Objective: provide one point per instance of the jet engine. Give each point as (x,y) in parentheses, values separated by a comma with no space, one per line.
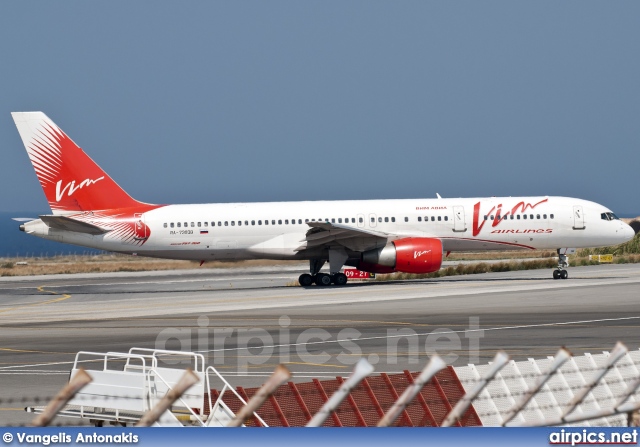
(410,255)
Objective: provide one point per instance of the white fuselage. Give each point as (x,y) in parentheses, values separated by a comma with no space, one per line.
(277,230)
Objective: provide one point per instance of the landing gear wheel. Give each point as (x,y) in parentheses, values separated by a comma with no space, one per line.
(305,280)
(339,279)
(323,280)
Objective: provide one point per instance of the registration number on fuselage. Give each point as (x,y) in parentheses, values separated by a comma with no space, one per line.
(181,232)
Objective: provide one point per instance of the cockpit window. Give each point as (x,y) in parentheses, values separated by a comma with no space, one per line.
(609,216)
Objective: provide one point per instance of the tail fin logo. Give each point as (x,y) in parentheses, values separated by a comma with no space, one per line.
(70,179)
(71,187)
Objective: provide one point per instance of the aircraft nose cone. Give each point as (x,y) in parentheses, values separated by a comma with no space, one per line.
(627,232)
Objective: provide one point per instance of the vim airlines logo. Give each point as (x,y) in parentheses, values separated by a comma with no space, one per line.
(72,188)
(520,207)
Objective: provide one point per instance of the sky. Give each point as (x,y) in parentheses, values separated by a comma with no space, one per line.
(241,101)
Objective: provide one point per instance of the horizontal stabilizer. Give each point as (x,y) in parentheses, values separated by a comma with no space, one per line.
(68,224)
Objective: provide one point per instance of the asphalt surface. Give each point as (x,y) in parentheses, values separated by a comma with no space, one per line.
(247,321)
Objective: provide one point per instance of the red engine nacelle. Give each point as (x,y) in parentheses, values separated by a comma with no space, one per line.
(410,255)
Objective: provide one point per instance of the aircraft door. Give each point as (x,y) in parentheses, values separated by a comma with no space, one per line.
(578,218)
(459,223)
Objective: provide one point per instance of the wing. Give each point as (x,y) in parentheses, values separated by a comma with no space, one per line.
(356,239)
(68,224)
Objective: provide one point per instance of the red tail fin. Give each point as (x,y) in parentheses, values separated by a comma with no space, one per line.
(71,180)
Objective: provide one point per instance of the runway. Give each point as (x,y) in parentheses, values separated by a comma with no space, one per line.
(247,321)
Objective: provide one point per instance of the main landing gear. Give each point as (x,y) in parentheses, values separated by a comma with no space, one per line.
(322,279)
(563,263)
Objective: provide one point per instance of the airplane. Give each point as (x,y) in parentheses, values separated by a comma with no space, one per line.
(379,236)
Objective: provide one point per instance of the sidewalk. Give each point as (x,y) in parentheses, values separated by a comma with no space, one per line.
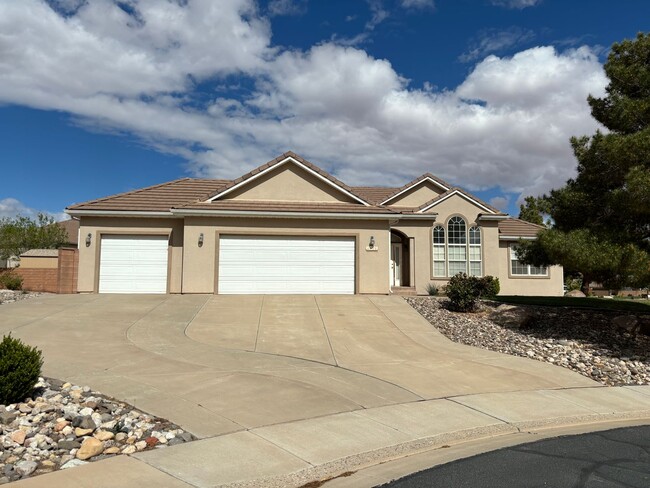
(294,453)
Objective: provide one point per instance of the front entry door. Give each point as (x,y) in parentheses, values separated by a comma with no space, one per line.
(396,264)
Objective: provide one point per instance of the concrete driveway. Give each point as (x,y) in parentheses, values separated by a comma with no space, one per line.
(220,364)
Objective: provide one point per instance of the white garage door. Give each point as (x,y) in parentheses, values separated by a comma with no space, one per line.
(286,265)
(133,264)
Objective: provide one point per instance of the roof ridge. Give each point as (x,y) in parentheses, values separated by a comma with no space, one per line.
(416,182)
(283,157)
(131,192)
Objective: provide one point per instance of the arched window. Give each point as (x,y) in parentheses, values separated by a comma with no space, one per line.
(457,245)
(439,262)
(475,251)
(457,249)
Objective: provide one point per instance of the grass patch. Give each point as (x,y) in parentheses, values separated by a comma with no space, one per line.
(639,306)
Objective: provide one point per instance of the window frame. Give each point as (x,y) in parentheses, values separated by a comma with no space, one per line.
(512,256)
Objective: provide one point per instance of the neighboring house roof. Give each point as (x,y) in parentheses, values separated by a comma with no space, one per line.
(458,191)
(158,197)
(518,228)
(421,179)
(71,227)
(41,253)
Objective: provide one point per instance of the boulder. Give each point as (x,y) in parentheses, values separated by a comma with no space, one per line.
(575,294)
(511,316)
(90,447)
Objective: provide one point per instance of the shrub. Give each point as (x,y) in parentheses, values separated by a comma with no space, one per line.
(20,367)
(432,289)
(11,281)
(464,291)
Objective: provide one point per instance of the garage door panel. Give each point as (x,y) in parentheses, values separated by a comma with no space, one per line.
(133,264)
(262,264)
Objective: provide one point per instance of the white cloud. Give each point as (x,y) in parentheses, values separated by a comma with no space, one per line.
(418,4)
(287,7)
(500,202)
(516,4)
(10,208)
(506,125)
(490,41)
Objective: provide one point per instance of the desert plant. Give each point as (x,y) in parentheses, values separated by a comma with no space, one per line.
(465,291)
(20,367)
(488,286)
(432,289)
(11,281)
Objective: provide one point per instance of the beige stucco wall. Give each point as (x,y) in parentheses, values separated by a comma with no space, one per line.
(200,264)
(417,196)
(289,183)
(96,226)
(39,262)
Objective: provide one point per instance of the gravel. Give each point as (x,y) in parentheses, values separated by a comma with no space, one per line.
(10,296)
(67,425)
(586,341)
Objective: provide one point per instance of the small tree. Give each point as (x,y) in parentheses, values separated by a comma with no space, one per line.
------------------------------------
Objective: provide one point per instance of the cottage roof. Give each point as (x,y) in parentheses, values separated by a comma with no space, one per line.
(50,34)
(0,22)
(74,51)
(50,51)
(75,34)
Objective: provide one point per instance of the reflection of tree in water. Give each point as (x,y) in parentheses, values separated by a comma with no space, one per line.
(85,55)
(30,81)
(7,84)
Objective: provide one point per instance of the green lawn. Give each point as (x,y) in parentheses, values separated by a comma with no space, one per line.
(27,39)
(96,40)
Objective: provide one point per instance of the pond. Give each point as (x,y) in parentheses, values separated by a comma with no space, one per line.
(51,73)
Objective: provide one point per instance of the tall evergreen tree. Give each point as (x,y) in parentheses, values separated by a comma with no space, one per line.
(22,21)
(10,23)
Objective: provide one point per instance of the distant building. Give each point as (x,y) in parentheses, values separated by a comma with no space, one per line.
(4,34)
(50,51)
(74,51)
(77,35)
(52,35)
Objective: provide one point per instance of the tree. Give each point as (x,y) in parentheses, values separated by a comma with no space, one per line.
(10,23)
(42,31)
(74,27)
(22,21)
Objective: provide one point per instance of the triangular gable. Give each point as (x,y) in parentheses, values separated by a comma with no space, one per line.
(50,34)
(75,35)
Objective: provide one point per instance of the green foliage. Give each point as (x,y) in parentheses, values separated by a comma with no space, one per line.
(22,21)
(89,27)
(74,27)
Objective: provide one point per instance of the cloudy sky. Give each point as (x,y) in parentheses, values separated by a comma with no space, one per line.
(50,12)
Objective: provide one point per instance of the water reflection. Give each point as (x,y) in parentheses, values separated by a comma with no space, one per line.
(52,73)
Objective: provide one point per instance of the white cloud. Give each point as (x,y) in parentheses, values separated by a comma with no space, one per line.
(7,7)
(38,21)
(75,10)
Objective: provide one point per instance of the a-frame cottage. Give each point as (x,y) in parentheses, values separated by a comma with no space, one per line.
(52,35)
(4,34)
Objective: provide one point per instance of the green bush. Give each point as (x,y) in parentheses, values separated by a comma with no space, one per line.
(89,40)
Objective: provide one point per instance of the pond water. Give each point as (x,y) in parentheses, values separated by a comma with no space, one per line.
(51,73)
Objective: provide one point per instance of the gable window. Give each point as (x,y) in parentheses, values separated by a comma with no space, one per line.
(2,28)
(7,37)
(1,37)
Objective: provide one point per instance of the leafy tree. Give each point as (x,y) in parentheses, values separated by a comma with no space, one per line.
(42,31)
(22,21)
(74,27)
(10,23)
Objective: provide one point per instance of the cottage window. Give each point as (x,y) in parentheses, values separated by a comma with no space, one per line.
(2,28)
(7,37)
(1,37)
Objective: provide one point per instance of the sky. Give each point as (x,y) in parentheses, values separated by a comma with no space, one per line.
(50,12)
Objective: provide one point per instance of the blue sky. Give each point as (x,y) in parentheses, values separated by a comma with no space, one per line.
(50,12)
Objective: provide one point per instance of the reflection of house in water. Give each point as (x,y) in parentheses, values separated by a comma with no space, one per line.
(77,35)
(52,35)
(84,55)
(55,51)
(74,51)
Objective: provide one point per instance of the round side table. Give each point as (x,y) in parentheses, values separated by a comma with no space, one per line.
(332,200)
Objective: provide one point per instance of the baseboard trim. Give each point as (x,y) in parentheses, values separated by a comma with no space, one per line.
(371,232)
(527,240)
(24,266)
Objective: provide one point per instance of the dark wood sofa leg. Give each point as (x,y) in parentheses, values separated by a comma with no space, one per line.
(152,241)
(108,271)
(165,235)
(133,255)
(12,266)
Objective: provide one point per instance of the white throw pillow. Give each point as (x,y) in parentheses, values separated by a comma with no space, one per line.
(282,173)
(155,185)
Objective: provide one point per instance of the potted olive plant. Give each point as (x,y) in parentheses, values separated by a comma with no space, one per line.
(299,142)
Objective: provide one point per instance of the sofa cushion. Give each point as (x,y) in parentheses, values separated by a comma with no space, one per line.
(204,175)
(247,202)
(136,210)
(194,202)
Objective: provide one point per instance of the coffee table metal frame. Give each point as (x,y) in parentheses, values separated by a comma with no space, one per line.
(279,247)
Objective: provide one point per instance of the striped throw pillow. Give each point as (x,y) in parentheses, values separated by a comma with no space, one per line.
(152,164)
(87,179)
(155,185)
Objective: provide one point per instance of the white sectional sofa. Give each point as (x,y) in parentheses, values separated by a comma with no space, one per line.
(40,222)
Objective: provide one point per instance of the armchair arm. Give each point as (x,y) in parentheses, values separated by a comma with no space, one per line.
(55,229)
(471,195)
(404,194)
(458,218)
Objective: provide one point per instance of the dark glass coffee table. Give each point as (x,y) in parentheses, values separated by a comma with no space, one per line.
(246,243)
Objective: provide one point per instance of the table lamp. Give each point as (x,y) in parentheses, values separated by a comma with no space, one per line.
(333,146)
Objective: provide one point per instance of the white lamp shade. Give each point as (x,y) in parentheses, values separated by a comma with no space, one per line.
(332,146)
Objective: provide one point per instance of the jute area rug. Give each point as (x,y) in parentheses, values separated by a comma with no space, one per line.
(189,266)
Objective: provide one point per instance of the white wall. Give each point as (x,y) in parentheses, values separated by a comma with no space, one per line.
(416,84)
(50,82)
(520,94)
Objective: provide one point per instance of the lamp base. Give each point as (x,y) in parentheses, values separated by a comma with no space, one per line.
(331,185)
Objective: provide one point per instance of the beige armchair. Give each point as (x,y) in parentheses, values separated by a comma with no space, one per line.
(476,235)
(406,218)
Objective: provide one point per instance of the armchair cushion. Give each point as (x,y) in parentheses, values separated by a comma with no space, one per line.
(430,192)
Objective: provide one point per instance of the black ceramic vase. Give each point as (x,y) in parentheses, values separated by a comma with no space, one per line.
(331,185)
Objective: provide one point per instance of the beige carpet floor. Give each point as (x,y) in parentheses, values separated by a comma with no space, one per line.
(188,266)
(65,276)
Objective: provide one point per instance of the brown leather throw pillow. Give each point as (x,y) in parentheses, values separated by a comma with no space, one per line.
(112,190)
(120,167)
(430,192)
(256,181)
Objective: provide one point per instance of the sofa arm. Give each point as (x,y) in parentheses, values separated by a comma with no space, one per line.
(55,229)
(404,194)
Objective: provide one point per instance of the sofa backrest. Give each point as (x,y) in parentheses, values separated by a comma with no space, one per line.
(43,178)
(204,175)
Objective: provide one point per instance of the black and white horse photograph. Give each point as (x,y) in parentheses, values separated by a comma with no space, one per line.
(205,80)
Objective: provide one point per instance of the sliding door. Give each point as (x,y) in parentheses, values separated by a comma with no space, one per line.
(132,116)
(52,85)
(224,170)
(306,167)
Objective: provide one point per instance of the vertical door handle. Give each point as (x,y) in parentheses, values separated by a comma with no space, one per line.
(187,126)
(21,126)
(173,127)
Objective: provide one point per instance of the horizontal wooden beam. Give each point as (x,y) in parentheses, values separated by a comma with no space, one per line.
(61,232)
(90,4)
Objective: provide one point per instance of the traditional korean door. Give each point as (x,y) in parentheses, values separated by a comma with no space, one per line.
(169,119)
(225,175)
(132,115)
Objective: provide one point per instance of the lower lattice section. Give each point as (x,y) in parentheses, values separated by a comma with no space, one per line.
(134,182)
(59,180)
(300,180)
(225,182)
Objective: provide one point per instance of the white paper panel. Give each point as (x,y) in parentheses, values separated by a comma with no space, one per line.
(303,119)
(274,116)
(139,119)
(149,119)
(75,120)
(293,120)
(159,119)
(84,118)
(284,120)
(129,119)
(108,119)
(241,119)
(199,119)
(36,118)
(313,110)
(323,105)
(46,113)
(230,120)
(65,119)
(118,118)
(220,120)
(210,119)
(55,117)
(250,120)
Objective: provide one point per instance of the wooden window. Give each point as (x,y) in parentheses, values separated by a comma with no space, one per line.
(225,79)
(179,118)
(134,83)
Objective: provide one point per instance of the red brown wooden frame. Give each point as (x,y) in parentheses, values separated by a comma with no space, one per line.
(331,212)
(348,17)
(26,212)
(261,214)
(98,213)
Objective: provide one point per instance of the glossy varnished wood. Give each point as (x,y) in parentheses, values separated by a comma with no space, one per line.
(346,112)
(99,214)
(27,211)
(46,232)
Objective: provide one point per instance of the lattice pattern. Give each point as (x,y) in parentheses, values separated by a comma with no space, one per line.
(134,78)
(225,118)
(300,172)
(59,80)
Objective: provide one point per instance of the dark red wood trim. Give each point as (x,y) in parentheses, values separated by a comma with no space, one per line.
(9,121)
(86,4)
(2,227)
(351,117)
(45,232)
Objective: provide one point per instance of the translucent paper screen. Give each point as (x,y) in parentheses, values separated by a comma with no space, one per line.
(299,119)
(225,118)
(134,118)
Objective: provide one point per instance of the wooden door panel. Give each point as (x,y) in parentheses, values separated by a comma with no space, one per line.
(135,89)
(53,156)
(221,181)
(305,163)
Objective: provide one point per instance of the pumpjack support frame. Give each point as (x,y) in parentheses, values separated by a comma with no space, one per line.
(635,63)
------------------------------------
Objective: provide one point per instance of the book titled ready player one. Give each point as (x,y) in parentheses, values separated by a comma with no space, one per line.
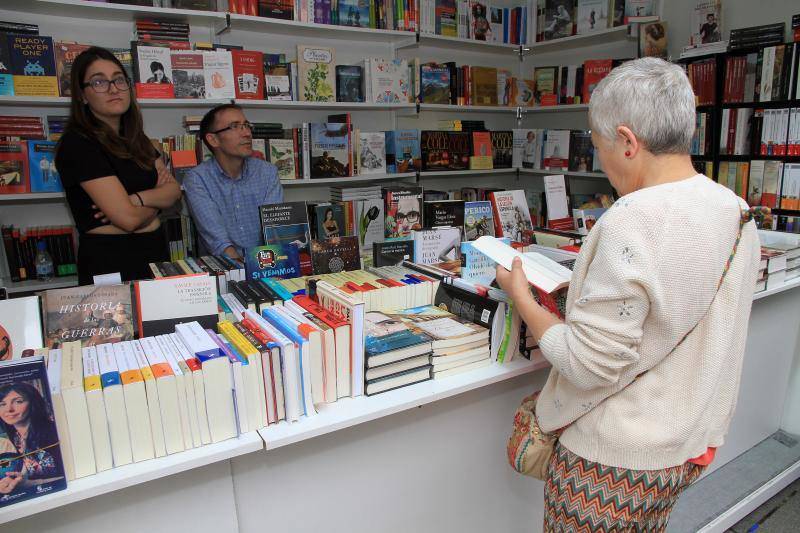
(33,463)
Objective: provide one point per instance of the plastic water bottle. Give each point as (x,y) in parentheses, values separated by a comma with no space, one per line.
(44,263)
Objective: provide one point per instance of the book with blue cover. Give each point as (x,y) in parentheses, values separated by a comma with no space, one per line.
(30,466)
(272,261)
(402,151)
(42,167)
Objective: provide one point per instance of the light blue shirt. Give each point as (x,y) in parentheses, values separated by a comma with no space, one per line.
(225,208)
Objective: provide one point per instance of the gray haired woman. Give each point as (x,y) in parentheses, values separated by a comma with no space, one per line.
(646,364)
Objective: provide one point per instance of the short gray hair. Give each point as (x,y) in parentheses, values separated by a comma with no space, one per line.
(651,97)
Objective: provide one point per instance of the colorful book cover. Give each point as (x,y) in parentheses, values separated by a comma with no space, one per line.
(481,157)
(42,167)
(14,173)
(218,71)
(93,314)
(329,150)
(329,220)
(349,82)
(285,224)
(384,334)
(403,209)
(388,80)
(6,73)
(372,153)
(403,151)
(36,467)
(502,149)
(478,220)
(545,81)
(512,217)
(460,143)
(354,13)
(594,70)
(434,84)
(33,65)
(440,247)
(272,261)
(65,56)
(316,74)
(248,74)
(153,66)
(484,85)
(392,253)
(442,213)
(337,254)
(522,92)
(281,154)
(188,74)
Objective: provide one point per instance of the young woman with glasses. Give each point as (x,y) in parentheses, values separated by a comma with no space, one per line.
------------------------------------
• _Stated exercise_
List every line in the entries above that contains the string "engine". Case matters.

• _Final result_
Objective: provide one point per instance of the jet engine. Give each point as (x,y) in parentheses, values separated by a comma with no space, one per line.
Objective: provide one point per instance of the red engine nacelle. Give each point as (x,y) in parentheses, values separated by a comma with no space, one per line.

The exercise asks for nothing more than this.